YOUR INSTRUCTIONS: Write out all of these records again, swapping "wildlife monitoring" for "habitat survey" wherever it appears and keeping everything else the same.

begin MATERIALS PROVIDED

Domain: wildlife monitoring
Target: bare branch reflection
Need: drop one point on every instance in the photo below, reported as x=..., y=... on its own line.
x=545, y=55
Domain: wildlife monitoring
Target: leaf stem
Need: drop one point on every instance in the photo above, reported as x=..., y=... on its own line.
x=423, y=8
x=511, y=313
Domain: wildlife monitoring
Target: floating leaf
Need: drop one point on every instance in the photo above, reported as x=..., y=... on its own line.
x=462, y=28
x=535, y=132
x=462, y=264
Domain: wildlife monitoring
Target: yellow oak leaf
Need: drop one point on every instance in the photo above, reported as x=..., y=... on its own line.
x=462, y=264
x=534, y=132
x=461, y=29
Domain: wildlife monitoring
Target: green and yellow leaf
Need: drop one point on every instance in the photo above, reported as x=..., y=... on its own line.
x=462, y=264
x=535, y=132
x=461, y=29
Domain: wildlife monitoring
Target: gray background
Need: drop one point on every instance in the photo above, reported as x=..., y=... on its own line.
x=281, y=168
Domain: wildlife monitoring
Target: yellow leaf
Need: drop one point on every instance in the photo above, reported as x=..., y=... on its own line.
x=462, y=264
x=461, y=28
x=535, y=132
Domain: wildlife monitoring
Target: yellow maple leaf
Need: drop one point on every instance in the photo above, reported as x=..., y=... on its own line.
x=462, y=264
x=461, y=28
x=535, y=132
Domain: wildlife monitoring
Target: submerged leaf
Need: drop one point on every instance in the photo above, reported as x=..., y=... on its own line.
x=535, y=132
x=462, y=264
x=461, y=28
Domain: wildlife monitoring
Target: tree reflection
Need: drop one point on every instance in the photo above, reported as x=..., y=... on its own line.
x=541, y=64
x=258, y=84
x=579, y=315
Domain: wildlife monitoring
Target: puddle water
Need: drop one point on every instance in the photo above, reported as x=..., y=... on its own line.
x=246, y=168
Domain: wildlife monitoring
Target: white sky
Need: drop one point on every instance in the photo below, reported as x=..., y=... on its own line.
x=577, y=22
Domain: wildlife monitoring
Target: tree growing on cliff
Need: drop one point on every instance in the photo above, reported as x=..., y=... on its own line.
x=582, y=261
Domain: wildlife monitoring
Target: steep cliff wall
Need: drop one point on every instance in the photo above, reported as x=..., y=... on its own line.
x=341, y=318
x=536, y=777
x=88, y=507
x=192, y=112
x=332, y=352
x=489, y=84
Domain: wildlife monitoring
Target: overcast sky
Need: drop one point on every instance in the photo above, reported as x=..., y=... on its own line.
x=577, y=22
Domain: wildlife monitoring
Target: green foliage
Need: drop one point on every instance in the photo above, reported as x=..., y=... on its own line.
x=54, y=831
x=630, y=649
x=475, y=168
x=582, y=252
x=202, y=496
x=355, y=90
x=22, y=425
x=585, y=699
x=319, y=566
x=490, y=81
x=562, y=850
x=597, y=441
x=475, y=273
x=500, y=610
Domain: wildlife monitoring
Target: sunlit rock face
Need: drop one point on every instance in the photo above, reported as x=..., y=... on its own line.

end MATERIALS PROVIDED

RESPONSE:
Domain: habitat survey
Target: bare branch reflection
Need: drop one point on every instance in the photo below, reported as x=..., y=... on its own line.
x=545, y=55
Domain: habitat survey
Target: leaf stem
Need: drop one point on every instance in the photo above, reported as x=..., y=... on its own line.
x=423, y=8
x=511, y=313
Domain: habitat survey
Target: floating leaf
Need: drop one point on every instance in the photo above, reported as x=..., y=... on its own line.
x=462, y=28
x=535, y=132
x=462, y=264
Domain: habitat survey
Target: yellow oak leaf
Need: drop one point on every instance in the photo above, reported as x=..., y=... on its own line.
x=462, y=264
x=534, y=132
x=461, y=29
Domain: habitat survey
Target: green and yellow leaf
Need: drop one point on every instance in the photo above, reported as x=..., y=... on its own line.
x=462, y=264
x=535, y=132
x=461, y=29
Domain: habitat survey
Target: gray background
Need: drop one point on every instance in the photo above, reported as x=..., y=... on its own line.
x=281, y=168
Domain: habitat survey
Target: yellow leaf
Need: drop one point on every instance in the photo above, reported as x=..., y=... on its own line.
x=462, y=264
x=461, y=28
x=535, y=132
Domain: habitat survey
Target: yellow maple leaf
Need: drop one point on every instance in the photo above, reported as x=..., y=... on its own line.
x=462, y=264
x=461, y=28
x=535, y=132
Domain: habitat survey
Target: submerged leaf
Need: drop one point on every instance in the photo above, reported as x=..., y=... on its own line.
x=535, y=132
x=462, y=264
x=461, y=28
Domain: habitat survey
Target: tree reflection
Need: drop one point on every instance in the photo above, reported as x=..., y=... on its own line.
x=541, y=64
x=258, y=84
x=579, y=315
Domain: habitat survey
Target: puddle water
Need: drop one point on every instance in the photo above, reported as x=..., y=... on its own line.
x=246, y=168
Domain: habitat survey
Target: white sky
Need: drop one point on every instance in the photo below, reported as x=..., y=... on its own line.
x=577, y=22
Domain: habitat survey
Target: tree growing on cliff
Need: drop one point on every instance in the photo above, reported as x=..., y=... on its own line.
x=582, y=261
Domain: habitat survey
Target: steep cliff wall
Need: drop one point on every instance in the photo above, reported as x=..., y=... on its own line.
x=341, y=318
x=536, y=777
x=88, y=507
x=192, y=112
x=332, y=352
x=489, y=84
Domain: habitat survey
Target: overcast sky
Need: drop one point on every instance in the photo above, reported as x=..., y=... on its own line.
x=577, y=22
Domain: habitat survey
Target: green foliage
Need: drop one point on every instance in the photo above, reported as x=..., y=... on its own line.
x=54, y=831
x=630, y=649
x=475, y=168
x=582, y=252
x=202, y=496
x=355, y=90
x=22, y=425
x=585, y=699
x=319, y=566
x=490, y=81
x=562, y=850
x=597, y=441
x=475, y=273
x=500, y=610
Domain: habitat survey
Target: sunlit rock face
Need: drop one point on every instance in the photo above, reported as x=..., y=... on its own line.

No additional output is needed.